» Task to carry out
Print the data exactly as it is given, please.

» Items from a data source
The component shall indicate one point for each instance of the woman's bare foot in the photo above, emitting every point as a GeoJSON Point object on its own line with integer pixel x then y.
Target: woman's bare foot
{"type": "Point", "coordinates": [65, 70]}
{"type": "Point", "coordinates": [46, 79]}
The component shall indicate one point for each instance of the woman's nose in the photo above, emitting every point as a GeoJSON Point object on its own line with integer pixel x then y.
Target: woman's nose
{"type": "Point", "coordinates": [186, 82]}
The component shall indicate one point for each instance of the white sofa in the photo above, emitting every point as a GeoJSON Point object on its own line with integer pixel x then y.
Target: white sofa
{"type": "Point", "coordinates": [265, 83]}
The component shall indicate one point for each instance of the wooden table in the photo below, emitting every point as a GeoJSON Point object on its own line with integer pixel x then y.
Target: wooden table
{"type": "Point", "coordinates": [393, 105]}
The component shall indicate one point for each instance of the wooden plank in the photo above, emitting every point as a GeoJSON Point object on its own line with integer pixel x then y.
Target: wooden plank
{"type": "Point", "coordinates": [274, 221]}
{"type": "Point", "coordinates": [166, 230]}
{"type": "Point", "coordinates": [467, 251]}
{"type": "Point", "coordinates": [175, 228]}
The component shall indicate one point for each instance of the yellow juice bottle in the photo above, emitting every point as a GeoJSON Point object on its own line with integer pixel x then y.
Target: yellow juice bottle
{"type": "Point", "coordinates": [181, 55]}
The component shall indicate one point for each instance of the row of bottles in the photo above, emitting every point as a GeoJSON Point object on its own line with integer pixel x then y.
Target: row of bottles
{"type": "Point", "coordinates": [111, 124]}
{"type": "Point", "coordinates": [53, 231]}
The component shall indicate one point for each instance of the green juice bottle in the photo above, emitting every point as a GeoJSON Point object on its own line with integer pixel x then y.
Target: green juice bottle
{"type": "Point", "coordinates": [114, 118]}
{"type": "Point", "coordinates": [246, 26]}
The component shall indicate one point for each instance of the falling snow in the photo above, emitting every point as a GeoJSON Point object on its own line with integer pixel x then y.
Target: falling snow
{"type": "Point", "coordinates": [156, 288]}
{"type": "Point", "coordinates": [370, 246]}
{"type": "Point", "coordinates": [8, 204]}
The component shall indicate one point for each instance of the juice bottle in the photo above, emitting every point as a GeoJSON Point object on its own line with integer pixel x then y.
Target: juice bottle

» Correct result
The component shall indicate one point for each instance of the woman's bare foot in the photo above, emitting every point as a GeoJSON Point object on its own line with integer pixel x then y.
Target: woman's bare foot
{"type": "Point", "coordinates": [65, 70]}
{"type": "Point", "coordinates": [46, 79]}
The component shall indicate one point for each instance of the woman's nose in the photo above, emitting every point as a GeoJSON Point object on its own line with integer pixel x then y.
Target: woman's nose
{"type": "Point", "coordinates": [186, 82]}
The component shall indicate one point for each instance of the white sofa in the photo above, emitting every point as a GeoJSON Point object on its own line with integer pixel x then y.
Target: white sofa
{"type": "Point", "coordinates": [265, 83]}
The component shall indicate one point for each instance of the wooden table in the photo below, emitting every point as a GeoJSON Point object on its own line with integer pixel x then y.
Target: wooden table
{"type": "Point", "coordinates": [393, 105]}
The component shall indicate one point for each instance of the wooden plank in the photo above, emitting every point as a GeoJSON Point object on its own line with integer pixel x then y.
Target: wooden plank
{"type": "Point", "coordinates": [274, 221]}
{"type": "Point", "coordinates": [166, 230]}
{"type": "Point", "coordinates": [467, 251]}
{"type": "Point", "coordinates": [175, 228]}
The component shall indicate one point for each instance of the yellow juice bottle in the photo above, emitting every point as a GeoJSON Point object on its own line with integer pixel x then y.
Target: yellow juice bottle
{"type": "Point", "coordinates": [181, 55]}
The component shall indicate one point for each instance of the row of bottles in the photo above, emitting every point as a GeoJSON Point object on its own line with integer pixel x then y.
Target: row of bottles
{"type": "Point", "coordinates": [111, 124]}
{"type": "Point", "coordinates": [53, 231]}
The component shall indicate one point for each instance of the green juice bottle in the photo above, emitting every point as a GeoJSON Point object on its own line with integer pixel x then y.
Target: green juice bottle
{"type": "Point", "coordinates": [114, 118]}
{"type": "Point", "coordinates": [246, 26]}
The component shall indicate one point for each instance of the falling snow in the photo above, emitting every point as a GeoJSON Point object on its own line with integer pixel x then y.
Target: falling snow
{"type": "Point", "coordinates": [156, 288]}
{"type": "Point", "coordinates": [370, 246]}
{"type": "Point", "coordinates": [8, 204]}
The component shall indicate one point for each instance of the juice bottle in the photo above, emitting every point as a GeoJSON Point object on its own line with integer pixel x then y.
Target: juice bottle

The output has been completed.